EXERCISE DIRECTIONS
Copy exactly the lines of the material below, starting with the first and including the line that holds "# tag every instance of the house".
═════ DATASET CONTENT ═════
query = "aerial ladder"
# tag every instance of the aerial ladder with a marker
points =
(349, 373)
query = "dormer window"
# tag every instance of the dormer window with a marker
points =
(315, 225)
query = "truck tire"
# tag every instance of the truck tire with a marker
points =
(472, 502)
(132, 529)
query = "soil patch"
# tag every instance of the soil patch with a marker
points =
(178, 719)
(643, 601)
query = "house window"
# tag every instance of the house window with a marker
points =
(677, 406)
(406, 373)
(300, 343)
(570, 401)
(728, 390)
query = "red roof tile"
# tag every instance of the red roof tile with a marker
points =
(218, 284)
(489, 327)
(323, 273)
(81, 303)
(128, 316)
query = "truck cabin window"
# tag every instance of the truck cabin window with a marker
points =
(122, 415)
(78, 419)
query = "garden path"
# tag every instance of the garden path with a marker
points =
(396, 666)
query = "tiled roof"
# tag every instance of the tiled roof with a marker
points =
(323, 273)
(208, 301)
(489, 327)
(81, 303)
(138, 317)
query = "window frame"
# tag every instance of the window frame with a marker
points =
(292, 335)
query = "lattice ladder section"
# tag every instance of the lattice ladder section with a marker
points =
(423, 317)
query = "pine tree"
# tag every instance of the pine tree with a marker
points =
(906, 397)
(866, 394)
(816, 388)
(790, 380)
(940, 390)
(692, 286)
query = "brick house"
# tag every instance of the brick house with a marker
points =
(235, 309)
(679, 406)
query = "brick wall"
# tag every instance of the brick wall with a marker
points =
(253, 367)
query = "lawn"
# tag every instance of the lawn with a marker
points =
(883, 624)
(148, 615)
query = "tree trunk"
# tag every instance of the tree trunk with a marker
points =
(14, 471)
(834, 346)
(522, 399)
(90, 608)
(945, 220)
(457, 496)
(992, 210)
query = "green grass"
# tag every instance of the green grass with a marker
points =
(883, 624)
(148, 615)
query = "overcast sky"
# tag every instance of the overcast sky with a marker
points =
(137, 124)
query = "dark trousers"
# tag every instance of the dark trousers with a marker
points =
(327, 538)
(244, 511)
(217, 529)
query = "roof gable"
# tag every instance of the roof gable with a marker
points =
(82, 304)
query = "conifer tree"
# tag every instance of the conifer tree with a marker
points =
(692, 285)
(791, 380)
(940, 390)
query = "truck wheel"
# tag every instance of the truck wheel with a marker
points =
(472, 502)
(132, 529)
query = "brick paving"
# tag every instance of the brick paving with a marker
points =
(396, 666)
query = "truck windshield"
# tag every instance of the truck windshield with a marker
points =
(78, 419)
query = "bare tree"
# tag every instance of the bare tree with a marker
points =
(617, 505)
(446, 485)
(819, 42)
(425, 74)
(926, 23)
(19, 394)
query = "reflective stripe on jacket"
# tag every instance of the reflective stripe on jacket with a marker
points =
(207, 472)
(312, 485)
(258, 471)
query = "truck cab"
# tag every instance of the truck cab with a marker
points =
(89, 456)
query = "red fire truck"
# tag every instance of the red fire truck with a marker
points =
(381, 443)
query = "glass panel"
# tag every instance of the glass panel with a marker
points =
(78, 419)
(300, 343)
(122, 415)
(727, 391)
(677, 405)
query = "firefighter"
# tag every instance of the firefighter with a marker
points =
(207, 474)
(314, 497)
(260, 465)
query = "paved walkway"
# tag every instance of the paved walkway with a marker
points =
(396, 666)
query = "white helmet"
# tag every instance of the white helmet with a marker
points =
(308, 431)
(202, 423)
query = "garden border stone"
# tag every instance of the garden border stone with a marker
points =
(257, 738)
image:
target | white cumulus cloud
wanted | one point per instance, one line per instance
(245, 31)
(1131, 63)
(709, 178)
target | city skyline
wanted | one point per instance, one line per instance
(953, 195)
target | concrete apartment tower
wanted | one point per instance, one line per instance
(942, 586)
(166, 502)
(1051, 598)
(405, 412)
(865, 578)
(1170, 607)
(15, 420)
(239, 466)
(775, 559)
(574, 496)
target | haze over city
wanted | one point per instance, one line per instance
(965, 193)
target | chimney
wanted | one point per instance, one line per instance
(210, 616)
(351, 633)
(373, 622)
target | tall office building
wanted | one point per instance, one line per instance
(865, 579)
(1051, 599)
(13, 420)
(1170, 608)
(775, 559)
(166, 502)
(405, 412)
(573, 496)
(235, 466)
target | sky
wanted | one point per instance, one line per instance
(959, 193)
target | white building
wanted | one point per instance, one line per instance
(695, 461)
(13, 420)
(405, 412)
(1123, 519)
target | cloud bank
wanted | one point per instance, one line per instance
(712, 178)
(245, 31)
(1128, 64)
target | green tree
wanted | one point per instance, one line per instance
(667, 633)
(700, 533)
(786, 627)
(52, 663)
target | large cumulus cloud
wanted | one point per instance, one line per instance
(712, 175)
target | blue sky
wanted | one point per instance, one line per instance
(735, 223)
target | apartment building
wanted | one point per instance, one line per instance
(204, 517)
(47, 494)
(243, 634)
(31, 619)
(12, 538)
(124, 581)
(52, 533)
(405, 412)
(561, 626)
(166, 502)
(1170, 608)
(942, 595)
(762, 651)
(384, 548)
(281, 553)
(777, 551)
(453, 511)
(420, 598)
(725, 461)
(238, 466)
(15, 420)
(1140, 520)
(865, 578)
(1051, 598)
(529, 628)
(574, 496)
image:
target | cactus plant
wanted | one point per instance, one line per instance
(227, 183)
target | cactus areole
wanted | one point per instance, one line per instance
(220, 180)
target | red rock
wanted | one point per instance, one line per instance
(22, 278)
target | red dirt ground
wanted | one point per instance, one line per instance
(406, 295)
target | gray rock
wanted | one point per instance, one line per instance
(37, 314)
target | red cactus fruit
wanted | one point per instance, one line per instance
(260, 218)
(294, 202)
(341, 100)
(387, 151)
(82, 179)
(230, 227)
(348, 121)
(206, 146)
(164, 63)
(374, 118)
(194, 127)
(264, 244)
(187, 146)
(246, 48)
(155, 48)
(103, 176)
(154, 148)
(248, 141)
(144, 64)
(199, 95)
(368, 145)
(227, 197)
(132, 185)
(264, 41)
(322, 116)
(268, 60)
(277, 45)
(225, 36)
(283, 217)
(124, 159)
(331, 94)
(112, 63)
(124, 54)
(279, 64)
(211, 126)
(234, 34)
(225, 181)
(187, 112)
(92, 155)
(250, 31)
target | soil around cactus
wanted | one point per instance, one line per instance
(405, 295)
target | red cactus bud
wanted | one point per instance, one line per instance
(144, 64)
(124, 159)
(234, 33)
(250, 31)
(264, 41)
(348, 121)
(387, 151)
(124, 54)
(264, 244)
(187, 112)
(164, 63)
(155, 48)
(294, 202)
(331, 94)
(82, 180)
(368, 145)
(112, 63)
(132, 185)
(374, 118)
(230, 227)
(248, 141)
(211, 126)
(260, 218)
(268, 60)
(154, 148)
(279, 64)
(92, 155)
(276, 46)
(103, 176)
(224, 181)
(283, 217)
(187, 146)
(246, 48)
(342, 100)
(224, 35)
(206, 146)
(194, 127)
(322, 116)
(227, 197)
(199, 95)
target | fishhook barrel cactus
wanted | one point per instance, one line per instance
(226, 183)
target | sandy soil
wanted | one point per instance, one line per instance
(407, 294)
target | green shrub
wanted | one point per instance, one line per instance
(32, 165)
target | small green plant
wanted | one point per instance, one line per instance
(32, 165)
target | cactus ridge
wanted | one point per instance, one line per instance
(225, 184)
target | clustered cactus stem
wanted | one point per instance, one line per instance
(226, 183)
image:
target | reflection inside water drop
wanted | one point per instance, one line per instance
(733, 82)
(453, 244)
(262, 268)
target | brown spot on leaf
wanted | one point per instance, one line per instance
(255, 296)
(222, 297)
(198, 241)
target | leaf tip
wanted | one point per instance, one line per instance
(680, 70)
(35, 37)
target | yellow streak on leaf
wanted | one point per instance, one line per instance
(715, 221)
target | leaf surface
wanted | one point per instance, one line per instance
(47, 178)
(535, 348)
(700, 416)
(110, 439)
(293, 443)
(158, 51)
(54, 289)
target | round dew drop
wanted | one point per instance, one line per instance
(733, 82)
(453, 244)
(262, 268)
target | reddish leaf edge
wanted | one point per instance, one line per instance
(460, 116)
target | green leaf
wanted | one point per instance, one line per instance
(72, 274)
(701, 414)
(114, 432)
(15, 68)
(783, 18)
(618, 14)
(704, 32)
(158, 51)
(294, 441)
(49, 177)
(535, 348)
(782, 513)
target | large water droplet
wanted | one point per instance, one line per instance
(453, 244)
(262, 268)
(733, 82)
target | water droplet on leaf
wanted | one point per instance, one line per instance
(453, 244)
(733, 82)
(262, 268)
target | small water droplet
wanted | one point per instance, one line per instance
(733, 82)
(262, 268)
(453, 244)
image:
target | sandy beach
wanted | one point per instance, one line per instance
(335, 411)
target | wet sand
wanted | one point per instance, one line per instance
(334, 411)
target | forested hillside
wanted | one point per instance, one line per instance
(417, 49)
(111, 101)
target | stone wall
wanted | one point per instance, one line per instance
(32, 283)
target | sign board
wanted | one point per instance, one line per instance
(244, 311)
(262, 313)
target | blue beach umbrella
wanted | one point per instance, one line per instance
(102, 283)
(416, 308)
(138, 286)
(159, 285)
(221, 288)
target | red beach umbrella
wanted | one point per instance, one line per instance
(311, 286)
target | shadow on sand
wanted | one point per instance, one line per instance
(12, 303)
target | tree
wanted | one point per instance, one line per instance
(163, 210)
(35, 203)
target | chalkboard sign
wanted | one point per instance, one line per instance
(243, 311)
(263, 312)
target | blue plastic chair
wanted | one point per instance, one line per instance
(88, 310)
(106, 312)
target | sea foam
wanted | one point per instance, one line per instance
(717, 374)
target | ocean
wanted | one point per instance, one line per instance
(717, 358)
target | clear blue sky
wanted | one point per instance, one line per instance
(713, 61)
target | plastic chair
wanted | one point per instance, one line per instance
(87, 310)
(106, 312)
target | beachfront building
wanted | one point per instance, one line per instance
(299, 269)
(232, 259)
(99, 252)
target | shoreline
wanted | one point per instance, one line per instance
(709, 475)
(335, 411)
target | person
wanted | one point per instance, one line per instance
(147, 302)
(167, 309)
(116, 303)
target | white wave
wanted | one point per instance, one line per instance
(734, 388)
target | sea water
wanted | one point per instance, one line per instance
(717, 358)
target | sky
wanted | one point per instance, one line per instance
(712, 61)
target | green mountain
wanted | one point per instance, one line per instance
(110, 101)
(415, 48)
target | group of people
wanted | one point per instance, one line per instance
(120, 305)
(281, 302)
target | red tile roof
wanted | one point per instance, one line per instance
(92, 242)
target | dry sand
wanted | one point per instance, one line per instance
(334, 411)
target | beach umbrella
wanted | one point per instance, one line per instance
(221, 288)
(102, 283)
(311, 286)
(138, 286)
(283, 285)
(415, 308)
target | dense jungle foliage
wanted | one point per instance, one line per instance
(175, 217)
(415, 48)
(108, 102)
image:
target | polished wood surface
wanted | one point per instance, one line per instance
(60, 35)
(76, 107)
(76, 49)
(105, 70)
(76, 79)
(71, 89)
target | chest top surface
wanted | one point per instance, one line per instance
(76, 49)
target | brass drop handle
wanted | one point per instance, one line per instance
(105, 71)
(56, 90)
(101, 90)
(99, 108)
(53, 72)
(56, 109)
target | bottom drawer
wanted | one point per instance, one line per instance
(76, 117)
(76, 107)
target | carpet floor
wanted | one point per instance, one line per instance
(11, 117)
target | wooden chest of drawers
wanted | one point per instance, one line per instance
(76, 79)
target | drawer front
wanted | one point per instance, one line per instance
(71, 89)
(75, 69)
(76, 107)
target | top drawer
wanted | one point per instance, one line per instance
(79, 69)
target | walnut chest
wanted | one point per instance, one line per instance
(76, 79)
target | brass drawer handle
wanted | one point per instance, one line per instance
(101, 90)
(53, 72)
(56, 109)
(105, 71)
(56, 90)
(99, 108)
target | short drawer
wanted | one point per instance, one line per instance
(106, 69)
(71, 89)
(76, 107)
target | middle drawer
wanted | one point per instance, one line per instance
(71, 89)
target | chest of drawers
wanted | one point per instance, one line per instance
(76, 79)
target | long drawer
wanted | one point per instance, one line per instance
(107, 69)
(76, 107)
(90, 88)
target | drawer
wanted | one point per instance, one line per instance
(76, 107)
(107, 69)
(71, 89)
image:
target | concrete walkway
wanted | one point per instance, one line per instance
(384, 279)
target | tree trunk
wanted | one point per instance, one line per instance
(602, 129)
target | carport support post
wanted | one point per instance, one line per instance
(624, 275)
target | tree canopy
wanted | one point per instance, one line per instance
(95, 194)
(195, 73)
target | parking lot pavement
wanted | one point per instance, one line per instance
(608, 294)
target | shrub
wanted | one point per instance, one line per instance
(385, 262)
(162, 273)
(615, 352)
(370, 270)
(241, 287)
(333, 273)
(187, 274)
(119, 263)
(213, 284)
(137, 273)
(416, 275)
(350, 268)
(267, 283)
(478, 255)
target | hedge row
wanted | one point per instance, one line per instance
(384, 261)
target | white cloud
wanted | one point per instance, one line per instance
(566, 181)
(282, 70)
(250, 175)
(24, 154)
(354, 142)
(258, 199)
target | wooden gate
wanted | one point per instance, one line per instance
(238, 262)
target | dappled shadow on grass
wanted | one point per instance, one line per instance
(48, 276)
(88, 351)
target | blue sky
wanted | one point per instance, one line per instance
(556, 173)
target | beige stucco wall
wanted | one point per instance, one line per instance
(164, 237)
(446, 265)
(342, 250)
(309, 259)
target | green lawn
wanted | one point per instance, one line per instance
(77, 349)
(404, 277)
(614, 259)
═════
PROBLEM SOLUTION
query = "aerial ladder"
# tag every instance of the aerial ladder with a marker
points =
(349, 373)
query = "dormer window"
# tag every instance of the dormer window with a marker
points =
(315, 225)
query = "truck tire"
# tag every instance of the truck tire with a marker
points =
(472, 502)
(132, 529)
query = "soil patch"
# tag every instance of the soil patch with a marker
points =
(178, 719)
(643, 601)
query = "house window"
# tag every instance of the house window with a marker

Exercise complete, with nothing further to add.